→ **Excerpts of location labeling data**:
== == ==

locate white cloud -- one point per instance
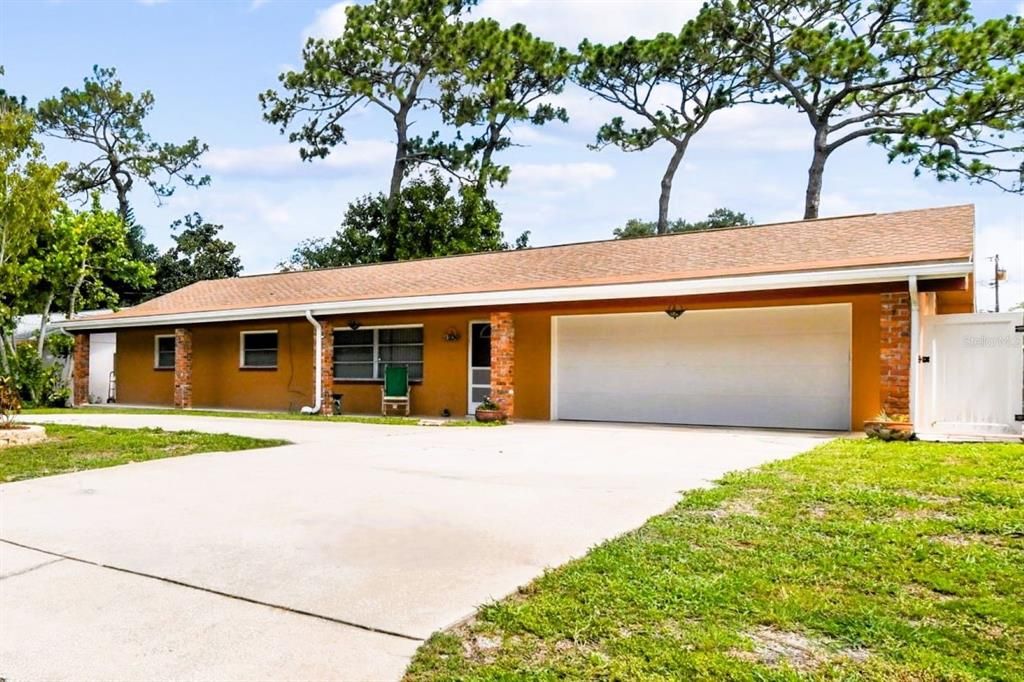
(758, 128)
(330, 23)
(284, 161)
(568, 22)
(558, 178)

== == ==

Identify each line above that contains the word "instance", and copy every such line in full.

→ **EXPECTED OUTPUT**:
locate white cloud -- one point per instance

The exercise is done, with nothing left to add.